§ Zu erledigende Aufgaben:
1 > Schreiben Sie aus dem Text über die Grabstätte der Familie Bürklin die Passage ab, die bei den Worten "Josef Durm wird" beginnt und nach "Er stirbt 1919." endet.
2 > Nennen Sie alle Länder, in denen Josef Durm laut dem Text über die Grabstätte der Familie Bürklin längere Studienreisen unternahm.

§ Quellenauszug:
╭──
Eine edle Grabstätte wird geplant
Unter Gartenbaudirektor Friedrich Ries sind ab dem späten 19. Jahrhundert viele grünen Flächen und Anlagen in Karlsruhe entstanden, darunter auf dem Hauptfriedhof. "Unser Friedhof hat durch die stilvoll und schön entworfenen Anlagen des Gartendirektors Ries einen sehr beachtenswerten Zuwachs erfahren", schreibt die Badische Presse im Dezember 1911.
Jetzt möchte der Geheimrat Dr. Albert Bürklin eine Grabstätte für seine Familie durch Geheimrat Dr. Josef Durm und seinen Sohn Rudy Durm erbauen lassen. Rudy ist zurzeit Assistent an der Architekturabteilung der Karlsruher Technischen Hochschule (heute KIT), jedoch beim Ausbruch des Ersten Weltkriegs drei Jahre später meldet er sich sofort zum Heer und wird bereits im November 1914 mit dem Eisernen Kreuz ausgezeichnet.
Offensichtlich zieht er sich im Krieg solche körperliche Verletzungen zu, dass er bis zu seinem frühen Tod 1939 darunter leidet. Laut Plan soll die Grabstätte 13 Meter hoch über einem entsprechenden Gruftenraum sein. Im griechischen Stil, aus Granit, hellem Burgpreppacher Sandstein und hellem Marmor würde der ganze Bau auf einem 1,80 Meter hohem Granitsockel stehen. Im Herbst 1912 soll er fertig sein.
Eine der letzten Bauten des Oberbaudirektors Durm
Josef Durm, der unter anderem bereits den Karlsruher Hauptfriedhof mit seiner Kapelle und Triumphbogen angelegt hat, als auch das Vierordtbad, das Erbgroßherzoglichen Palais (heute Bundesgerichtshof) und das Palais Bürklin (im Zweiten Weltkrieg zerstört) ist 1837 in Karlsruhe geboren.

Nach seinem Studium in Karlsruhe und längeren Studienreisen in Italien, Frankreich und Griechenland wird er 1868 Professor für Architektur an der Technischen Hochschule Karlsruhe. Gleichzeitig wird er 1883 zum Oberbaurat ernannt. Zwischen 1894 und 1902 ist er Oberbaudirektor, der oberste Baubeamte im Großherzogtum Baden.
Josef Durm wird im ganzen Deutschen Kaiserreich sehr hochgeschätzt. Die Universität Heidelberg und die Technischen Hochschulen in Heidelberg und Berlin verleihen ihm die Ehrendoktorwürde, außerdem ist er Ehrenbürger der Stadt Heidelberg. Er stirbt 1919.
Ein stilvoller Innenraum
Im Sommer 1913 wird das Gebäude fertig. Die Grundfläche des fertigen Baus umfasst neun mal neun Meter und die Kuppel wölbt sich neun Meter in die Höhe. Im hinteren Teil des Gebäudes führt eine Treppe in die Gruft. Begrüßt wird man am Mausoleum von zwei Sphinxen, die den Eingang bewachen. Diese sind das Werk des Bildhauers Heinrich Bauser, der aus dem Schwarzwald stammt und in Karlsruhe studiert.
╰──
§ Extrahierte Datensätze:
╭──
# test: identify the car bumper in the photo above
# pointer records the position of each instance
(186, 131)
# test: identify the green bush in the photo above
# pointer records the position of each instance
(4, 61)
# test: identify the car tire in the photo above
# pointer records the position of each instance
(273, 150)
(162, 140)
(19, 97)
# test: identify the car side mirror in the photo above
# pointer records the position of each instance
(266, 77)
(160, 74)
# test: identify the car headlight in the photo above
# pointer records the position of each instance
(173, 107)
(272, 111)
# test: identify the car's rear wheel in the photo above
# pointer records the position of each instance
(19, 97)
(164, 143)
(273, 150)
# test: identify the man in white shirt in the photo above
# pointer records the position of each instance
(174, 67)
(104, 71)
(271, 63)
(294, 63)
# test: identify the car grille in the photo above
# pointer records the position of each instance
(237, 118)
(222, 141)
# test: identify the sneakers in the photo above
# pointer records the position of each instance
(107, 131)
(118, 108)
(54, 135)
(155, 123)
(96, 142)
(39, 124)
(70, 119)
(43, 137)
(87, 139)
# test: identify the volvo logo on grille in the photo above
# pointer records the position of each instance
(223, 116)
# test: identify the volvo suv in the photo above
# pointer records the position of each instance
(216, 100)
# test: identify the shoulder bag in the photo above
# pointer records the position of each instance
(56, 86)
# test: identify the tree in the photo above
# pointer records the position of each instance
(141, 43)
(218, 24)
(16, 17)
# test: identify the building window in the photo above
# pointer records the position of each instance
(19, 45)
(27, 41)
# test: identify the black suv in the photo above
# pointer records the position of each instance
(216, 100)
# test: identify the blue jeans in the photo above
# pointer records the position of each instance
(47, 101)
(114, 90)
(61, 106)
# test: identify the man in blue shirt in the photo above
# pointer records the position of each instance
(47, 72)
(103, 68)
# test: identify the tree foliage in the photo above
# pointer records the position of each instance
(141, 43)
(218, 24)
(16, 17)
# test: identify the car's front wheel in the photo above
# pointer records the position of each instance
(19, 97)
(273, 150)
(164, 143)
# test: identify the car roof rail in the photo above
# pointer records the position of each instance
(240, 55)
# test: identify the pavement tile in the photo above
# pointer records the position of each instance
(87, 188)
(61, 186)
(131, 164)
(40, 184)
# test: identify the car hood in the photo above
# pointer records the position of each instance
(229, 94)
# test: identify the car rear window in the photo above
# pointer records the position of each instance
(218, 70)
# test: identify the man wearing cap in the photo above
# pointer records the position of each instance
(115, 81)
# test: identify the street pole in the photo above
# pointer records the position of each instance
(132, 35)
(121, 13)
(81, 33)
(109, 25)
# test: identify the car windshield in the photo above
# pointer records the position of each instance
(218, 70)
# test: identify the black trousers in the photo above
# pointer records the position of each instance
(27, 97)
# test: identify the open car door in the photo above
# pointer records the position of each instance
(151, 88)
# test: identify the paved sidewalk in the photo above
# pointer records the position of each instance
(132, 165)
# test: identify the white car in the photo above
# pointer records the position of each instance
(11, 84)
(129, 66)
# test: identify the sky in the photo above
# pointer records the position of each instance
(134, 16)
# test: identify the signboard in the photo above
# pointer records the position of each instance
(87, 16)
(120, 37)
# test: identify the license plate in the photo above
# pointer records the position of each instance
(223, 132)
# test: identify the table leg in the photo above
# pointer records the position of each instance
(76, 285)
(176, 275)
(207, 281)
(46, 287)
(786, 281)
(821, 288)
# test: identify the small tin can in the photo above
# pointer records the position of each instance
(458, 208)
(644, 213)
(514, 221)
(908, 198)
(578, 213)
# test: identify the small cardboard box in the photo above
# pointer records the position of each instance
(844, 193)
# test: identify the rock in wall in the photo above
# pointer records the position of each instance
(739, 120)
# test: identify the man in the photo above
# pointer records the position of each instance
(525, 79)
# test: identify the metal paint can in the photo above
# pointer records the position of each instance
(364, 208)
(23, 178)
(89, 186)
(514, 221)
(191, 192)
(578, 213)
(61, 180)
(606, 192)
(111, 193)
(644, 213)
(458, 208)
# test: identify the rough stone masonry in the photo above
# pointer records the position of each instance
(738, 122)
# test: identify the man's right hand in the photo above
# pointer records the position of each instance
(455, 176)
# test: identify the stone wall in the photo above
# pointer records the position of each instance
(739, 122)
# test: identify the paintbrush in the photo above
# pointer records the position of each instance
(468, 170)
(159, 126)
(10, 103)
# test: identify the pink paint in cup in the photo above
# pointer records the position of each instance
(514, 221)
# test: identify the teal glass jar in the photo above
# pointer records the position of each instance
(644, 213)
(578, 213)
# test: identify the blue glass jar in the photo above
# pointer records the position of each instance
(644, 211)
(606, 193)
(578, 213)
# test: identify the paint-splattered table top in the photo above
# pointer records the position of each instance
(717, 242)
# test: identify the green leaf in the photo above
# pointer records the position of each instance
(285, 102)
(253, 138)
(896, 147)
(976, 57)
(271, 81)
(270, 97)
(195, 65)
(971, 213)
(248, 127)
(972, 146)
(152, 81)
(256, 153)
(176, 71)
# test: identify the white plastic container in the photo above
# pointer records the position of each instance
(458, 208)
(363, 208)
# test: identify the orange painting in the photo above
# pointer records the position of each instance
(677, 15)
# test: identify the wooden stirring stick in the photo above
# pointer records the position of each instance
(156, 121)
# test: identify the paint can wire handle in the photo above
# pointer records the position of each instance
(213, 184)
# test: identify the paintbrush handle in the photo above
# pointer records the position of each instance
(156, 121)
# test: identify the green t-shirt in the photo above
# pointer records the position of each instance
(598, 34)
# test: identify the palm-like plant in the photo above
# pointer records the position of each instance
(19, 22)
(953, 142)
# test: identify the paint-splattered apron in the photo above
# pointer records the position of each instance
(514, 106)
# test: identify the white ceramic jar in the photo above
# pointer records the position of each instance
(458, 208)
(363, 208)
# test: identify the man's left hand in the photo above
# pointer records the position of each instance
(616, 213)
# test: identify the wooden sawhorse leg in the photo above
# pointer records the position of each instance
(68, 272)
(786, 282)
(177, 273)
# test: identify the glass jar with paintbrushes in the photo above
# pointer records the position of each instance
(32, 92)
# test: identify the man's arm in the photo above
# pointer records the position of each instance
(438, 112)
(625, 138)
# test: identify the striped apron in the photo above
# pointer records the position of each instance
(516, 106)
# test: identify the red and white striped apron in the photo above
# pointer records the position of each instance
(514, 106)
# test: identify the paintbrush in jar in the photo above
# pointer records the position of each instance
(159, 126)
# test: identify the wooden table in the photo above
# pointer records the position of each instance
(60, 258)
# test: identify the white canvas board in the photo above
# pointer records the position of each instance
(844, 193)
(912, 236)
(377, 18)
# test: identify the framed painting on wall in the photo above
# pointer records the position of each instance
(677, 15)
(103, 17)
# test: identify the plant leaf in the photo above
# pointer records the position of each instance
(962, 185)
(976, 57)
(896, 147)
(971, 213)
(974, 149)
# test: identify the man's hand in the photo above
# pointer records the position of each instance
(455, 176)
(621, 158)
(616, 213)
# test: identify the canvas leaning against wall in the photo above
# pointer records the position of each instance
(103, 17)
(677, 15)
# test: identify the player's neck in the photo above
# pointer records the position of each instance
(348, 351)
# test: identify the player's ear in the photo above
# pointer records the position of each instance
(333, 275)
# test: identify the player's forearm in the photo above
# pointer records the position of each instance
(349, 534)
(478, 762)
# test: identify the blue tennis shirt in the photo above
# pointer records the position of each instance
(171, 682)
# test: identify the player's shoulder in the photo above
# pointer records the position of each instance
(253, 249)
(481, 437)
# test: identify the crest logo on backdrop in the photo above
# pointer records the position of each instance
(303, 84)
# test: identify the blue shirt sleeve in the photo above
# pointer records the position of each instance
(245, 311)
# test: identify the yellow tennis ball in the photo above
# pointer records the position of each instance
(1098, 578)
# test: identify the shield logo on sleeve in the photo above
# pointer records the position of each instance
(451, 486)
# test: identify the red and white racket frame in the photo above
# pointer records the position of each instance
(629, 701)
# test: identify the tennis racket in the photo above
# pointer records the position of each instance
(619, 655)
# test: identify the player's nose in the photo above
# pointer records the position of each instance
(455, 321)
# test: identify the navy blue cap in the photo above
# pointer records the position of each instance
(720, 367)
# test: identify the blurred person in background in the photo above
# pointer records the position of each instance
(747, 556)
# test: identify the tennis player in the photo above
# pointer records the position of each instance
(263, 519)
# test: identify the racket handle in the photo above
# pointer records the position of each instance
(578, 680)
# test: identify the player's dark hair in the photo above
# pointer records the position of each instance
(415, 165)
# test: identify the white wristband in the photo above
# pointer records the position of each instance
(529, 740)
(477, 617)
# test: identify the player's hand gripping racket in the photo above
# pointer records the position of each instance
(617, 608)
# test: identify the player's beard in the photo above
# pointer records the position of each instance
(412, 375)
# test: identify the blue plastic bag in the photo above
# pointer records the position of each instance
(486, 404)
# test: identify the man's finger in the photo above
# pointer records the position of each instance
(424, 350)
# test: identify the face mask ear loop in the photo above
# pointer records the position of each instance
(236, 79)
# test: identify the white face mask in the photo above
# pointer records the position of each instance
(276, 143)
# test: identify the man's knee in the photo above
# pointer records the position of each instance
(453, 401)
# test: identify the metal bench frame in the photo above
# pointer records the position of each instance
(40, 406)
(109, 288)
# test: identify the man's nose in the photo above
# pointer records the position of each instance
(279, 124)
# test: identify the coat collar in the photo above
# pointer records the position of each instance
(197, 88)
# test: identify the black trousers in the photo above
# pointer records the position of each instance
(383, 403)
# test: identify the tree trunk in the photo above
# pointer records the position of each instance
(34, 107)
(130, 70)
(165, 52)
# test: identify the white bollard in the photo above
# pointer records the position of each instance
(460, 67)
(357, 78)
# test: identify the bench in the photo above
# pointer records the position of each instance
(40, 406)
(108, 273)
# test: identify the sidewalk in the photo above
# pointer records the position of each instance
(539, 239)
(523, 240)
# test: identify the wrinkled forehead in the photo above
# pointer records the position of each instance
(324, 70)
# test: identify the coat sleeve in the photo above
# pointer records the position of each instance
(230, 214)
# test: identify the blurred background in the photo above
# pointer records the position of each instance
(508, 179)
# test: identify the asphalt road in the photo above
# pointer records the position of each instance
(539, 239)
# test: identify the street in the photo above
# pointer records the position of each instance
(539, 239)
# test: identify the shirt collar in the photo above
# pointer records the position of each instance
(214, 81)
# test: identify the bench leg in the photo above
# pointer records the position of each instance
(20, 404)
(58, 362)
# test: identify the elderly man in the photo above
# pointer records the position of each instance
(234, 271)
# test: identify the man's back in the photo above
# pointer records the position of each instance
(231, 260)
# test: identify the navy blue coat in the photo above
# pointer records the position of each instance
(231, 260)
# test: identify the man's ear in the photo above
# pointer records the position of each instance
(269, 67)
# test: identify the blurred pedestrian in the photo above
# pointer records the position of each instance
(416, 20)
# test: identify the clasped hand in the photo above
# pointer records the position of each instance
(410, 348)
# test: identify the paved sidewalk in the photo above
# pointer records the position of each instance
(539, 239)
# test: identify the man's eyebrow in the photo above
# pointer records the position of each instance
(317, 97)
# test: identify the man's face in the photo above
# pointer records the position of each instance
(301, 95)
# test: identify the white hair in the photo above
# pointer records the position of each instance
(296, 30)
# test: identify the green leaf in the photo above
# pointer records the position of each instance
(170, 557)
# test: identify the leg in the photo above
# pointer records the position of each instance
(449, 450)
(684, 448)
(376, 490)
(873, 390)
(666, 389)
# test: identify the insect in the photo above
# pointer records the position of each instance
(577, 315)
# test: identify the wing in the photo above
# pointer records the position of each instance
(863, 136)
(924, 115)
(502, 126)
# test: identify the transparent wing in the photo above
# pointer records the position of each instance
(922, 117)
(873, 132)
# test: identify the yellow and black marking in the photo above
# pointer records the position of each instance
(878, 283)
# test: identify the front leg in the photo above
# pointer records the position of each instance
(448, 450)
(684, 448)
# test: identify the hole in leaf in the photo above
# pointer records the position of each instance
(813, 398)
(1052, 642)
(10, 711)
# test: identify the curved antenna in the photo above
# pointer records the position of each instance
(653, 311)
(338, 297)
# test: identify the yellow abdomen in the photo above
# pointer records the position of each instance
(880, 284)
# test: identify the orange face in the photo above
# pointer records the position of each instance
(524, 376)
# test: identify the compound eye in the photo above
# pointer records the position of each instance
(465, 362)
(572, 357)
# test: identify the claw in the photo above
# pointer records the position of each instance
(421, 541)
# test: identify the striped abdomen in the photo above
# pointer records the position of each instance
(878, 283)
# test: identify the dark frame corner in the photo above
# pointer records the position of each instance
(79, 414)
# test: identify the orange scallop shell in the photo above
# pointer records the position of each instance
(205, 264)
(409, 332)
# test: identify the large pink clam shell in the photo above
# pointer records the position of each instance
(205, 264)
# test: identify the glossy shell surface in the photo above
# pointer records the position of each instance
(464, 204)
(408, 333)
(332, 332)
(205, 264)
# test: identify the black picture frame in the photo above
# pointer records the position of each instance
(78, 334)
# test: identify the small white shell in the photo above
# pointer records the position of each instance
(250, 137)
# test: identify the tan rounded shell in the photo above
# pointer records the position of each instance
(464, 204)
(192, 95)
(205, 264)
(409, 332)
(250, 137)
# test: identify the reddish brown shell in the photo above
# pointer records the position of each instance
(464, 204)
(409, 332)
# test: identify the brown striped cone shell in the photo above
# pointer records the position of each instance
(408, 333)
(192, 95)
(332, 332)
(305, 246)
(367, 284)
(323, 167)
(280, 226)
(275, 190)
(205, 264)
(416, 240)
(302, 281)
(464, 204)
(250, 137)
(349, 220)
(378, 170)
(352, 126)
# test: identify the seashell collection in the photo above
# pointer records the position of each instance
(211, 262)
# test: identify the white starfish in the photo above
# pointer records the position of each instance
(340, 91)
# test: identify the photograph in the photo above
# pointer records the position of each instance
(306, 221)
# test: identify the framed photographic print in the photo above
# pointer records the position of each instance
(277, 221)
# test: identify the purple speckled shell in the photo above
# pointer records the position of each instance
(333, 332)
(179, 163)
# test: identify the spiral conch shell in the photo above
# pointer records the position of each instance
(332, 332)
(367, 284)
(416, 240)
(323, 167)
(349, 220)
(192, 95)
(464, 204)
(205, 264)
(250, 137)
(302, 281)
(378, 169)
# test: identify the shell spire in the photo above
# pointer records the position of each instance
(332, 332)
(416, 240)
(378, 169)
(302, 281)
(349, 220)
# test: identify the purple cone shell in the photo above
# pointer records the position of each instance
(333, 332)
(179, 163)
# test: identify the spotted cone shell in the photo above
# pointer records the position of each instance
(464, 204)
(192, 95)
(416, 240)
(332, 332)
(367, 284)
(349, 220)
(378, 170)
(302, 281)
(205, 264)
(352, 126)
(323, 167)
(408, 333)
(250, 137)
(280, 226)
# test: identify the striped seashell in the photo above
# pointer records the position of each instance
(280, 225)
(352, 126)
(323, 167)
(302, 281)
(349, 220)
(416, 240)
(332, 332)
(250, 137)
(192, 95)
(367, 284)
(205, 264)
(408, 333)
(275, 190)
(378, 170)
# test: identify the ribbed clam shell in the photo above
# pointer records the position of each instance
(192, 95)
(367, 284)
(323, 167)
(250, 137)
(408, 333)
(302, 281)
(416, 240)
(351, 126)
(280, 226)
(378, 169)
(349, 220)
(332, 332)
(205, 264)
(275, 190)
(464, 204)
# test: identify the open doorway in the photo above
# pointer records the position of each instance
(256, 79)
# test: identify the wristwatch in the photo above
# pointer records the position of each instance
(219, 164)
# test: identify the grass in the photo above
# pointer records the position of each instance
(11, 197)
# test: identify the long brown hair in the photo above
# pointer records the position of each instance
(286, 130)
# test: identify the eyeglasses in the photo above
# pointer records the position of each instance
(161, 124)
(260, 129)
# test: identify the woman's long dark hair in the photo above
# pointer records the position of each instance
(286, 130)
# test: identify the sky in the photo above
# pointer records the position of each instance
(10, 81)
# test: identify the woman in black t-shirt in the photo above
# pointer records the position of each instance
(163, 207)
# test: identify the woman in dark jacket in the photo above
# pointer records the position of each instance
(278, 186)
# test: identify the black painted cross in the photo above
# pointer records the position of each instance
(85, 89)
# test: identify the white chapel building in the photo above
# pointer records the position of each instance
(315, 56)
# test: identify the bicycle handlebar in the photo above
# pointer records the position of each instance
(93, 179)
╰──
§ Lösungen:
1 >
Josef Durm wird im ganzen Deutschen Kaiserreich sehr hochgeschätzt. Die Universität Heidelberg und die Technischen Hochschulen in Heidelberg und Berlin verleihen ihm die Ehrendoktorwürde, außerdem ist er Ehrenbürger der Stadt Heidelberg. Er stirbt 1919.

2 > Italien, Frankreich, Griechenland